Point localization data

━━━━━━━━━━━━━━━━━━━━━━━━━━━━━━

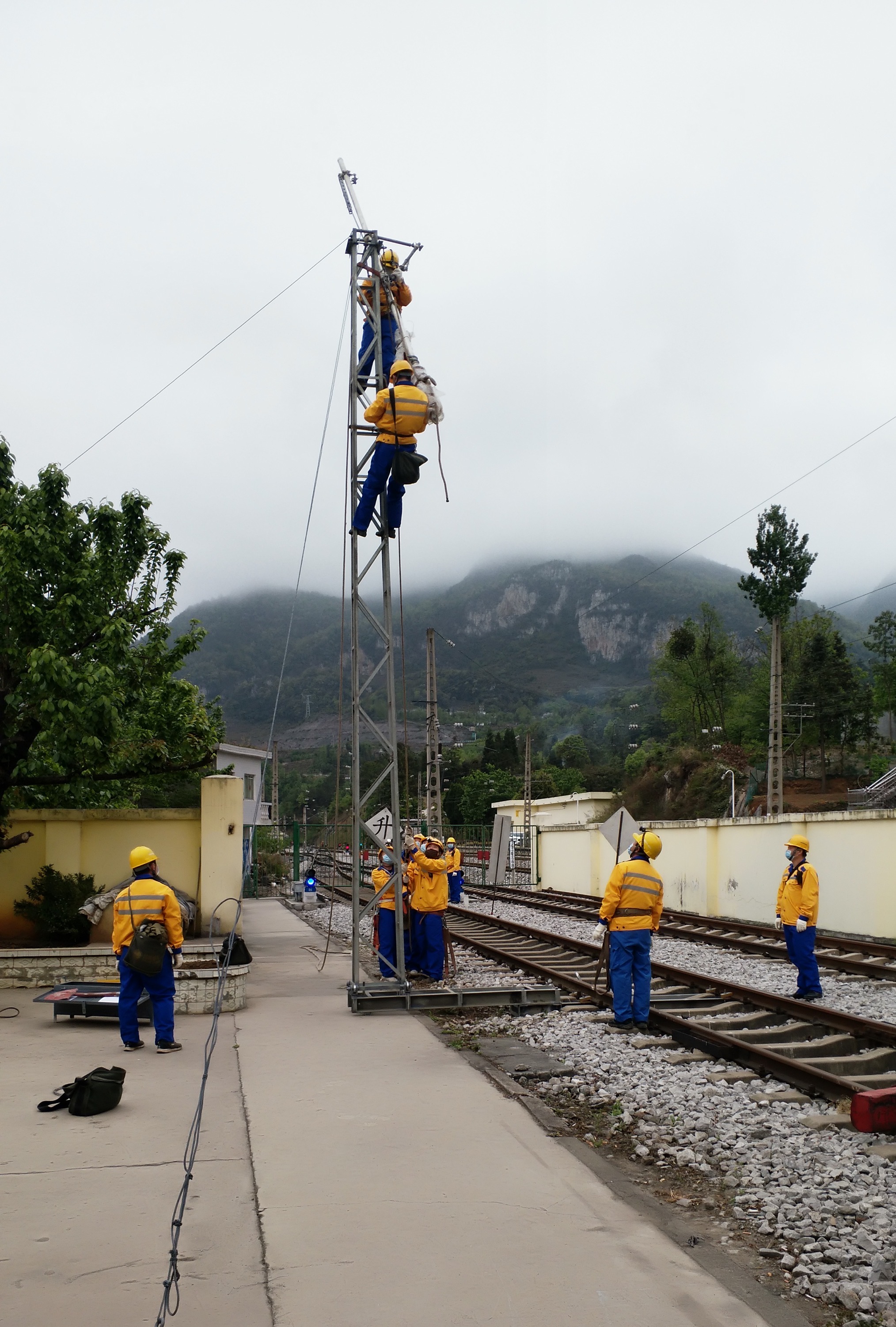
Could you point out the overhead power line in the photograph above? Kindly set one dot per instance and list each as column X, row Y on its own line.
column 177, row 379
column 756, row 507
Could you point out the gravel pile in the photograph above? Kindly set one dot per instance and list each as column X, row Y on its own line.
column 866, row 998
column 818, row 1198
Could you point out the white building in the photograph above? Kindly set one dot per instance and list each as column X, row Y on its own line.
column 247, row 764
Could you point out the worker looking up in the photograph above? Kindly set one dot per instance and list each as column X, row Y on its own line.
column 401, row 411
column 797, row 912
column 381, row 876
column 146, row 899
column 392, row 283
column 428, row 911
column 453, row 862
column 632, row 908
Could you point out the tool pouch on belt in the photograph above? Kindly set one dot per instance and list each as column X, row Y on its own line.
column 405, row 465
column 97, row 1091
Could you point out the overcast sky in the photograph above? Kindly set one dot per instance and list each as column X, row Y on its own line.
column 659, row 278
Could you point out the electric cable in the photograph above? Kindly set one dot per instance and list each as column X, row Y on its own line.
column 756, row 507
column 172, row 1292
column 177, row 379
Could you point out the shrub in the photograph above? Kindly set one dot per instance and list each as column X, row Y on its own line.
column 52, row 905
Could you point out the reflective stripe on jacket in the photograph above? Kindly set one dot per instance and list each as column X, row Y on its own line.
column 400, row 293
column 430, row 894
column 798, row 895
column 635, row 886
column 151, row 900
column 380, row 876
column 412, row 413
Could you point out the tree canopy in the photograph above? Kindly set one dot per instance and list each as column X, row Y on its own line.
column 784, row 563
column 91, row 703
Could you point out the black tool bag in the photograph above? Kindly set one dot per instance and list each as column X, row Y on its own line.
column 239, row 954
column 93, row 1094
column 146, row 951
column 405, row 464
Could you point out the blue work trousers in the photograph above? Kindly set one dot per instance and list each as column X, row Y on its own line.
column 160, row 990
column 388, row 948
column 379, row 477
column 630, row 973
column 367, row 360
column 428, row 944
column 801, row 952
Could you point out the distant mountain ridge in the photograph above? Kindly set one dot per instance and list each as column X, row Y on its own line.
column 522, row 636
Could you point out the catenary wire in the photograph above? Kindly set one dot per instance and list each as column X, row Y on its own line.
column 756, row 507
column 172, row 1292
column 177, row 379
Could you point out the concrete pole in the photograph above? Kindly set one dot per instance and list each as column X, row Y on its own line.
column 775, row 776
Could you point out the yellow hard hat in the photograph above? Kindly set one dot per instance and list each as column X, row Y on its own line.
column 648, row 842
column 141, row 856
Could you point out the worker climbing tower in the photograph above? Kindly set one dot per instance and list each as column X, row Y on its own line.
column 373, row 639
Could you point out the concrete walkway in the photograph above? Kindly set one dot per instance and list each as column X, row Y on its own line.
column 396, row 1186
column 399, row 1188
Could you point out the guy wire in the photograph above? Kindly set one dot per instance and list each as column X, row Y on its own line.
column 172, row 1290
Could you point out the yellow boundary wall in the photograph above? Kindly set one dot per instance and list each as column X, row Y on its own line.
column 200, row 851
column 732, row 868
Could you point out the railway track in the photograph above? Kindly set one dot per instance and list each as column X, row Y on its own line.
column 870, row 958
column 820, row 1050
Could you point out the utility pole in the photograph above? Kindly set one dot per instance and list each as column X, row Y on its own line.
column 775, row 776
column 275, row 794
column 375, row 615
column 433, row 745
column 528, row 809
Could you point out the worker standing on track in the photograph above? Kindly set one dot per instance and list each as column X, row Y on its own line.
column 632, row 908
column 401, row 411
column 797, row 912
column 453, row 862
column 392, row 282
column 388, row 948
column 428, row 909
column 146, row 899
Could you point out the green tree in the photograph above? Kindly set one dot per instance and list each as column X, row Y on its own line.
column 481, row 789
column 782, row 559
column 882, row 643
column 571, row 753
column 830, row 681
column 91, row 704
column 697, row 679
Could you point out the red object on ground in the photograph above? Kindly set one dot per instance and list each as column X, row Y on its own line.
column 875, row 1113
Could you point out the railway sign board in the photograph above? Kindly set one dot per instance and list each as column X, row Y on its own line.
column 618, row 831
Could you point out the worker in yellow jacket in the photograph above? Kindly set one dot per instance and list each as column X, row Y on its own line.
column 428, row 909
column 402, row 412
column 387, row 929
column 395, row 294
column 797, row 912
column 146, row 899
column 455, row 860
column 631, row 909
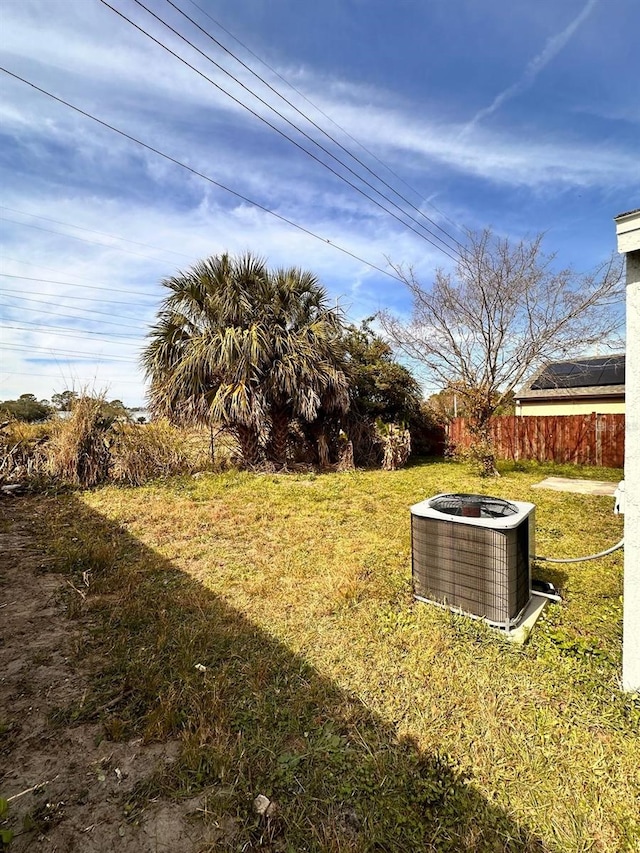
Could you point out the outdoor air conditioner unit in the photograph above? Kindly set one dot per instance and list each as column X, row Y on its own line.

━━━━━━━━━━━━━━━━━━━━━━━━━━━━━━

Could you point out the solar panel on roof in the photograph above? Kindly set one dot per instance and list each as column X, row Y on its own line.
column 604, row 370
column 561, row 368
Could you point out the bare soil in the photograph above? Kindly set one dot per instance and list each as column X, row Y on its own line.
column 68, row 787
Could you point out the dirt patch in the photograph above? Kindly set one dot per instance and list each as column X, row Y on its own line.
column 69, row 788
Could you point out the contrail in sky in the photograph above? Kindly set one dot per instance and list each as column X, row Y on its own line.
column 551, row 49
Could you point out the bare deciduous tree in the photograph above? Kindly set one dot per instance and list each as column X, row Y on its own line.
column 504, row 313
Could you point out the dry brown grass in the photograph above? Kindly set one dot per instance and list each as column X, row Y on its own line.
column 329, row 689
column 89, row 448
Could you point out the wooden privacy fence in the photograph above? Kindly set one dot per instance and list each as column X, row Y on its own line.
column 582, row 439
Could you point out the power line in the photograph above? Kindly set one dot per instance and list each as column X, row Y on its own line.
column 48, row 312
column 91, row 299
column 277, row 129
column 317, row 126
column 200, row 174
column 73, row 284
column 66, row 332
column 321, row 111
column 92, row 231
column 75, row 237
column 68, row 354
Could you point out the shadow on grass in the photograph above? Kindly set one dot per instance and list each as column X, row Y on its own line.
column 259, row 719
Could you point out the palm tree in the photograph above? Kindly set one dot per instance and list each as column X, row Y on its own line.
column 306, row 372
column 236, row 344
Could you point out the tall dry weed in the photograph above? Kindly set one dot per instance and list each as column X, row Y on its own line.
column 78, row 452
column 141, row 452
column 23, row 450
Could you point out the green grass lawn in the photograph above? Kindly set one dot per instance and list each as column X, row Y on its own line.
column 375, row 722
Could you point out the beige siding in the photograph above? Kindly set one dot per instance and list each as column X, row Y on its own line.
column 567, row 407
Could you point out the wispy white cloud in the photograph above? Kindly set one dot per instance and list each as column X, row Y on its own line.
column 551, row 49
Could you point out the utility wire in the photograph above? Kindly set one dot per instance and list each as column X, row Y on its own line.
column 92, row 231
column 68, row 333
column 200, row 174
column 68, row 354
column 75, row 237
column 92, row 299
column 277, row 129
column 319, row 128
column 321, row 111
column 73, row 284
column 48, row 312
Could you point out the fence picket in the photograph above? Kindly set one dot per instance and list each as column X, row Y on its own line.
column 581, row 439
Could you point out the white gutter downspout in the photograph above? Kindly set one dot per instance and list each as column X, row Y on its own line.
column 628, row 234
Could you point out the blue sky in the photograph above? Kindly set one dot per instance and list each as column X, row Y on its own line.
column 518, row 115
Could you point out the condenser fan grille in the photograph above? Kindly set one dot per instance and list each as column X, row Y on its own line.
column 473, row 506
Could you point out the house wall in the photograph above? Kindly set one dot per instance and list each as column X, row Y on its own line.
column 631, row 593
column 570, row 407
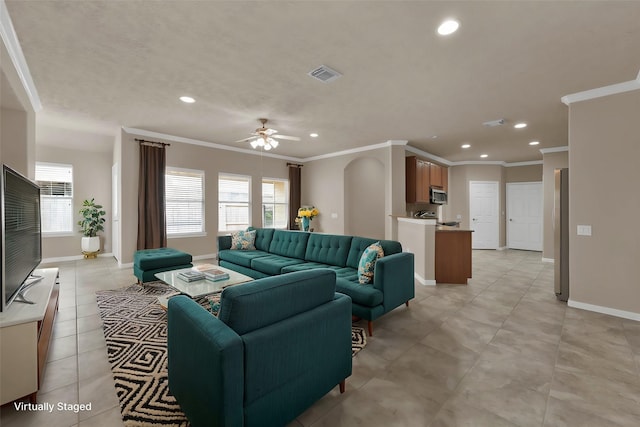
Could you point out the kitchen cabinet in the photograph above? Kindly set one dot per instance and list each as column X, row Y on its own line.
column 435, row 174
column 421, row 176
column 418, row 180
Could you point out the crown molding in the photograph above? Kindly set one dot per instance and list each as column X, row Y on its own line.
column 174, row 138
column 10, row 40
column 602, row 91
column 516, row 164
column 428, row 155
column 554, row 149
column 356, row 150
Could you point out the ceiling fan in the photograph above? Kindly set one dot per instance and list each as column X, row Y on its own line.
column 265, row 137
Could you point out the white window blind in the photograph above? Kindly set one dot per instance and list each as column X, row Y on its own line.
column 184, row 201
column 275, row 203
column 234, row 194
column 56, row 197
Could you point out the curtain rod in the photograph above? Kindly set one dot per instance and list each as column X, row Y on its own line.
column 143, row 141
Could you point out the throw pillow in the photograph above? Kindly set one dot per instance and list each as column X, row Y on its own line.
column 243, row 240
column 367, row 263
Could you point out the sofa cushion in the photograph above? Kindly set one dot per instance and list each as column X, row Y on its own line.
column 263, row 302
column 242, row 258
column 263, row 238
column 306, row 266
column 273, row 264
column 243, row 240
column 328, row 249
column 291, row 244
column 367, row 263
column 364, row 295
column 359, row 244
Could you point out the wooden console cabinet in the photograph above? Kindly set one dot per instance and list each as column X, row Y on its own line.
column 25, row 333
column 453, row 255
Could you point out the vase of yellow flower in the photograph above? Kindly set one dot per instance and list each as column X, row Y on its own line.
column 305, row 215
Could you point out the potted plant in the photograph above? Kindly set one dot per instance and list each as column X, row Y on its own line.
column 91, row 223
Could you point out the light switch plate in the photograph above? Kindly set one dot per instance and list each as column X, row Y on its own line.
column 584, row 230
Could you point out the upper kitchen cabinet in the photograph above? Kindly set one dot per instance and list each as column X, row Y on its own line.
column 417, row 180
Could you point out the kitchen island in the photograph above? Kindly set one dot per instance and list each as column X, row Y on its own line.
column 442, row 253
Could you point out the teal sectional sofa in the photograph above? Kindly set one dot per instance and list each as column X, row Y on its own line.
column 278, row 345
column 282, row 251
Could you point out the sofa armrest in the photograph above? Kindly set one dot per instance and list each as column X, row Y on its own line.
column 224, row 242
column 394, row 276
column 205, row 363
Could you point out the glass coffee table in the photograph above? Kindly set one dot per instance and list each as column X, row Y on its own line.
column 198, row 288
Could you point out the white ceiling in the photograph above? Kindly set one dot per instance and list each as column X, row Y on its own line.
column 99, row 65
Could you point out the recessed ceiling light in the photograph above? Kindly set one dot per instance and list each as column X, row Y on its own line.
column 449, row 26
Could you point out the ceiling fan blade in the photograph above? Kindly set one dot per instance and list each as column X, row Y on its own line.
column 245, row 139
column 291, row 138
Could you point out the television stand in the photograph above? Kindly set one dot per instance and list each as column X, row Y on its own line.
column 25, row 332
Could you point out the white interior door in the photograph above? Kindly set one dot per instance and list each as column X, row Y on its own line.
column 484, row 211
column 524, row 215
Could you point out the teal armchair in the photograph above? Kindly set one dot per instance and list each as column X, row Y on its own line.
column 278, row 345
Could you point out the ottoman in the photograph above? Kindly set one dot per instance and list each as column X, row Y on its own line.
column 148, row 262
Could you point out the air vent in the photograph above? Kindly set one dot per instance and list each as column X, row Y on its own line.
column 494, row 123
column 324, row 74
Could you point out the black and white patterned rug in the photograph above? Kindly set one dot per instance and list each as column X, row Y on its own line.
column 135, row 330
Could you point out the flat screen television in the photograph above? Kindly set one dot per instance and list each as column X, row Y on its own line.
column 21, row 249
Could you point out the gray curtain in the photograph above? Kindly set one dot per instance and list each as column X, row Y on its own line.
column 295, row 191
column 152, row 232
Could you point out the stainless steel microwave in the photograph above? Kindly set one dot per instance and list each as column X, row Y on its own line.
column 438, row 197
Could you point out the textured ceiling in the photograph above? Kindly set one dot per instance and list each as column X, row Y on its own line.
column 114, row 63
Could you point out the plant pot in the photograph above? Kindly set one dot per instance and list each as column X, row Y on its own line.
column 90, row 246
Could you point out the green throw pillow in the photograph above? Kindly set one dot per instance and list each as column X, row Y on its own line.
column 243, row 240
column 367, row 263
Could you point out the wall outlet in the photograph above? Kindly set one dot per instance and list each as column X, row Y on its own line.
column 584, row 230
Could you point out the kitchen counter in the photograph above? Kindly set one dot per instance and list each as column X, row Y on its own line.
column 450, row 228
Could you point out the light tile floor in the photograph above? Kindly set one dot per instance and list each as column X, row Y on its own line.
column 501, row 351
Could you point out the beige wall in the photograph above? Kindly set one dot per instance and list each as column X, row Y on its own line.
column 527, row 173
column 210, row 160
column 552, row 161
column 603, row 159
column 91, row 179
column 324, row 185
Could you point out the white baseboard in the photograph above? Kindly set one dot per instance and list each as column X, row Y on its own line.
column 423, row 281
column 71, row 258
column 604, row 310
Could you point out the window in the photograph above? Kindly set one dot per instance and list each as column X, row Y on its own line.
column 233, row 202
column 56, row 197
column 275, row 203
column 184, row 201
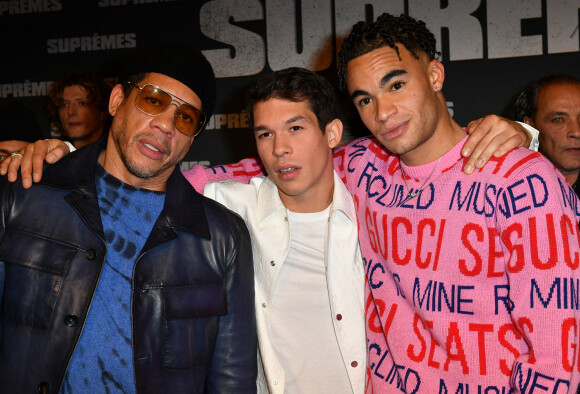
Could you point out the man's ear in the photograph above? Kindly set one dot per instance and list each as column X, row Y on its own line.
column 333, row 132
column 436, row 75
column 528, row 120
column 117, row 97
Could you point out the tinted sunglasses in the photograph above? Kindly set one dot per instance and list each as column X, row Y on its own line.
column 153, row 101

━━━━━━━━━━━━━━━━━━━━━━━━━━━━━━

* _ASSIGNMENT_:
The line holding "Could you point out the green tree" starts the copy and the line holding "Could you point out the outdoor" ends it. Repeat those two lines above and all between them exactly, leaving out pictures.

* _SOLVED EXERCISE_:
Could you point out the green tree in the photograph above? Kindly set one dot per instance and list each as column X, row Y on its own line.
column 481, row 789
column 782, row 559
column 882, row 643
column 571, row 753
column 830, row 681
column 91, row 704
column 697, row 679
Could you point out the red object on ground in the photograph above? Kindly set one dot per instance and list each as column X, row Y on its own line.
column 875, row 1113
Could you point out the railway sign board in the photograph above? Kindly set one dot per instance and list each as column X, row Y on its own line.
column 618, row 831
Could you point out the worker in yellow jacket in the photograph above? Kindly set one dot per instance and list each as column X, row Y on its own line.
column 428, row 909
column 402, row 412
column 387, row 929
column 395, row 294
column 797, row 912
column 146, row 899
column 455, row 860
column 631, row 909
Could you point out the outdoor air conditioner unit in the photograph above? Kindly set one dot per instance and list each as column X, row Y on its own line.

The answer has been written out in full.